* Written problem *
Please switch "single marker" to "single point" throughout the lines below and leave everything else the same.

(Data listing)
# # #

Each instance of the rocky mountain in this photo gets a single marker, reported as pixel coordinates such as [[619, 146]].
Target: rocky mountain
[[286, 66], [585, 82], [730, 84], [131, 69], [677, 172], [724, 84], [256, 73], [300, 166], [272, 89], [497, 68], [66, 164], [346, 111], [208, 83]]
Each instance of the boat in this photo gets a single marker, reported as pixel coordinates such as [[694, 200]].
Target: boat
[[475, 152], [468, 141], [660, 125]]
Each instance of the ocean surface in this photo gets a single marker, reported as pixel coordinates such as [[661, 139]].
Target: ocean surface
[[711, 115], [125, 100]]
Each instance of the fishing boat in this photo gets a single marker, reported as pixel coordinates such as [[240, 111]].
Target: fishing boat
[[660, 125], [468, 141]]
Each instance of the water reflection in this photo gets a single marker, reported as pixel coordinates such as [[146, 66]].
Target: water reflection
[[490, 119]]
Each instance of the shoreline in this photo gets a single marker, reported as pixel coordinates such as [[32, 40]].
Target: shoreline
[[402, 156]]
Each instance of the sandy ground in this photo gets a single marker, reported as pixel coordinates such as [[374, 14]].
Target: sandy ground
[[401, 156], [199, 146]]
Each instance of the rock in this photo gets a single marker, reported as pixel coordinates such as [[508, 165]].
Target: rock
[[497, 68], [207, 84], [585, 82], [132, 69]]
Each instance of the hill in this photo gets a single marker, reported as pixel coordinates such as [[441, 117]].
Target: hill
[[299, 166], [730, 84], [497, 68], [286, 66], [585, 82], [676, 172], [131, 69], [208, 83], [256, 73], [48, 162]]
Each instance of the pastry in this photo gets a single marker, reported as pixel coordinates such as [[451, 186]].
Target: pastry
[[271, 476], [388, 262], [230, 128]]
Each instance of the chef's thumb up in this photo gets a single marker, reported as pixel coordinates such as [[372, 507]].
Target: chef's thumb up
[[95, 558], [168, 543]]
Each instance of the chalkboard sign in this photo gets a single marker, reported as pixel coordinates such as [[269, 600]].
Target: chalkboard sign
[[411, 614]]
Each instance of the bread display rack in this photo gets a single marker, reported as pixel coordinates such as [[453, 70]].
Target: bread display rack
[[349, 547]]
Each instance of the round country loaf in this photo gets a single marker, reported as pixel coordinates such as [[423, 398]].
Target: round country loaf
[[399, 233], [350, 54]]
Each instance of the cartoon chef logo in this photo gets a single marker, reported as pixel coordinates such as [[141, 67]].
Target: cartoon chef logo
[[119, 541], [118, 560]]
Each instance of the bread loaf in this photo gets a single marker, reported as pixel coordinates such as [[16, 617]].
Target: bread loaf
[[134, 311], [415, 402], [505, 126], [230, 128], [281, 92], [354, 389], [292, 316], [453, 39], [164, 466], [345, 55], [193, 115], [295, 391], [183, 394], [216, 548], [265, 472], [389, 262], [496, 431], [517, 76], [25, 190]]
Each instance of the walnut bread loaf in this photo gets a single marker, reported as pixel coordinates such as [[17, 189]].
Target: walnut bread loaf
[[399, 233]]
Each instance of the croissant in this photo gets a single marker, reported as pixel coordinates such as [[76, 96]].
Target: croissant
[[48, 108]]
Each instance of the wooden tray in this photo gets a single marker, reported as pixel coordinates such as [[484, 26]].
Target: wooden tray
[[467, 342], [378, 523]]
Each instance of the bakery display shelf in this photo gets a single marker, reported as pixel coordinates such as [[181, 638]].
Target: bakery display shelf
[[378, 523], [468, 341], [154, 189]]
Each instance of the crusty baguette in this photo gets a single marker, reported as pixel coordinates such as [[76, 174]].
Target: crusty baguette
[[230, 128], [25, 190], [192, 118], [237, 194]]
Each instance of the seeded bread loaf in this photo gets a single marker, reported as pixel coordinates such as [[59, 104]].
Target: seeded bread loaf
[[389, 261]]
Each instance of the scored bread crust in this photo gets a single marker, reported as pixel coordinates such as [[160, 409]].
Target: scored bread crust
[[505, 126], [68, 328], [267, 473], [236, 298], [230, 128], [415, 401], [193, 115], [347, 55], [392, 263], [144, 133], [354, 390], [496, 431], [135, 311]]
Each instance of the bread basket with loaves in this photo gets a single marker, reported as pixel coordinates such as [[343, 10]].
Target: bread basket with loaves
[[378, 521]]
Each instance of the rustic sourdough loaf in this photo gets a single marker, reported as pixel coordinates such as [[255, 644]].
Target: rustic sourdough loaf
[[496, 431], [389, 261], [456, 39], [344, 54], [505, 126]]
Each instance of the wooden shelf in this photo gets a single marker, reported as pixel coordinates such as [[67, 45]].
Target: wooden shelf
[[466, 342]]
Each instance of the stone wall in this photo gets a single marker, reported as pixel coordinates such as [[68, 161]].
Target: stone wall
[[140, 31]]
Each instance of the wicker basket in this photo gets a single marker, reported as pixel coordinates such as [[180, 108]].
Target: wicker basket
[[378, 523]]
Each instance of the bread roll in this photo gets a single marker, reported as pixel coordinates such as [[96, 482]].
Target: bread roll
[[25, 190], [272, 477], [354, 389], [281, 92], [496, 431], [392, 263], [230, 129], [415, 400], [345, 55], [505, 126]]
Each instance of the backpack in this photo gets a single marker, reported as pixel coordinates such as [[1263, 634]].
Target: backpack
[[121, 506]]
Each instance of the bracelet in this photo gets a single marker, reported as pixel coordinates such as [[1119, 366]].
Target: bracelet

# # #

* Response to this task *
Each instance of the rocky mountain in this photo gets a single point, reported as pixel coordinates such as [[619, 146]].
Target: rocky mountain
[[286, 66], [585, 82], [730, 84], [131, 69], [677, 172], [724, 84], [256, 73], [300, 166], [272, 89], [497, 68], [66, 164], [346, 111], [208, 83]]
Each instance of the boat in this photo gets a single point, reported as pixel coordinates such as [[694, 200]].
Target: boat
[[475, 152], [468, 141], [660, 125]]
Each instance of the ocean surface in this photo gets a single point, reported as pixel coordinates such as [[661, 139]].
Target: ocean surface
[[711, 115], [125, 100]]
Each instance of the fishing boat in this photo gets a single point, reported as pixel coordinates such as [[240, 111]].
Target: fishing boat
[[660, 125], [468, 141]]
Each instance of the water reflection in this photo gets a single point, reported as pixel coordinates such as [[146, 66]].
Target: water reflection
[[490, 119]]
Each instance of the shoreline in this photo gets a single point, reported as pixel coordinates such as [[32, 40]].
Target: shoreline
[[402, 156]]
Each instance of the sandy ground in this photo gets a single point, reported as pixel coordinates such as [[374, 14]].
Target: sandy ground
[[401, 156], [199, 146]]
Each instance of the rock in this photo gets a single point, reported as pixel coordinates such as [[508, 165]].
Target: rock
[[497, 68], [207, 84], [585, 82], [132, 69]]
Each instance of the hill in this photo gets a single point, reported as pixel coordinates such as [[441, 117]].
Target: hill
[[299, 166], [730, 84], [497, 68], [286, 66], [585, 82], [676, 172], [131, 69], [208, 83], [256, 73], [48, 162]]
Each instance of the pastry in this photo gets a single point, reported as pixel coordinates such as [[451, 186]].
Target: pastry
[[271, 476], [388, 262], [230, 128]]
Each instance of the chef's thumb up in this photo gets a single point, reported as pixel coordinates such as [[372, 507]].
Target: chef's thumb up
[[95, 558], [168, 543]]
Each instance of the chalkboard sign in this photo gets a single point, reported as pixel coordinates such as [[269, 600]].
Target: chalkboard sign
[[411, 614]]
Each instance of the bread display rack in this photo gets a single point, reported as pixel coordinates such as [[453, 70]].
Target: bread display rack
[[349, 547]]
Each instance of the round country loaf in this photo gets a single point, reported as pixel coordinates such as [[423, 398]].
Target: round country loaf
[[399, 233], [350, 54]]
Each instance of the cartoon chef logo in this photo gets a single point, reported as pixel coordinates such as [[141, 67]].
Target: cartoon chef logo
[[119, 541], [118, 560]]
Each instance of the bread loaf in this photo gets a single point, reported as pixel coordinates such as [[16, 617]].
Target: bread loaf
[[134, 311], [415, 402], [505, 126], [230, 128], [281, 92], [354, 389], [292, 316], [453, 39], [164, 466], [345, 55], [193, 115], [295, 391], [183, 394], [216, 548], [265, 472], [389, 262], [496, 431], [517, 76], [25, 190]]
Each instance of the walnut bread loaf in this photo gets a single point, reported as pixel coordinates such as [[17, 189]].
Target: walnut bread loaf
[[399, 233]]
Each instance of the croissant in this photo gets a single point, reported as pixel coordinates such as [[76, 96]].
Target: croissant
[[48, 108]]
Each instance of the wooden tray in this photo gets a single point, reported as pixel coordinates such as [[484, 26]].
Target: wooden tray
[[467, 342], [378, 523]]
Each instance of the bakery display shelf in this photo gets a single point, reported as pixel coordinates such as [[181, 638]].
Target: bakery display shelf
[[378, 523], [468, 341], [154, 189]]
Each instance of the crusty baguette in this photo gets a single point, reported as pixel coordinates such as [[76, 174]].
Target: crusty baguette
[[230, 128], [25, 190], [192, 118], [237, 194]]
Each instance of the seeded bread loaf in this photo gets a single point, reported as pixel coordinates such as [[59, 104]].
Target: seeded bread loaf
[[389, 261]]
Each instance of the scored bread crust in this photo gets a single point, reported as pixel coordinates such as [[160, 409]].
Target: scored bread crust
[[505, 126], [68, 328], [267, 473], [236, 298], [230, 128], [415, 401], [193, 115], [347, 55], [392, 263], [144, 133], [354, 390], [496, 431], [135, 311]]
Each instance of the bread basket with loaves in this photo gets a single point, reported as pixel coordinates such as [[343, 10]].
Target: bread basket with loaves
[[378, 521]]
Each instance of the rustic sourdough loaf in this photo gets a single point, reported as pixel coordinates such as [[255, 644]].
Target: rustic sourdough loaf
[[496, 431], [389, 261], [456, 39], [344, 54], [505, 126]]
Each instance of the wooden shelf in this photo gets a single point, reported as pixel coordinates such as [[67, 45]].
Target: wooden shelf
[[466, 342]]
Each instance of the stone wall in this photo gets a single point, reported as pixel coordinates such as [[68, 161]].
Target: stone wall
[[140, 31]]
Each instance of the wicker basket in this photo gets a single point, reported as pixel coordinates such as [[180, 108]].
Target: wicker basket
[[378, 523]]
Each instance of the bread roll in this photo gets a single point, reported as pixel coordinates such as [[96, 482]].
Target: bread roll
[[25, 190], [272, 477], [354, 389], [281, 92], [496, 431], [392, 263], [230, 129], [415, 400], [345, 55], [505, 126]]
Each instance of the backpack in this photo gets a single point, reported as pixel coordinates such as [[1263, 634]].
Target: backpack
[[121, 506]]
Each instance of the bracelet in this photo gets a single point, reported as pixel coordinates such as [[1119, 366]].
Target: bracelet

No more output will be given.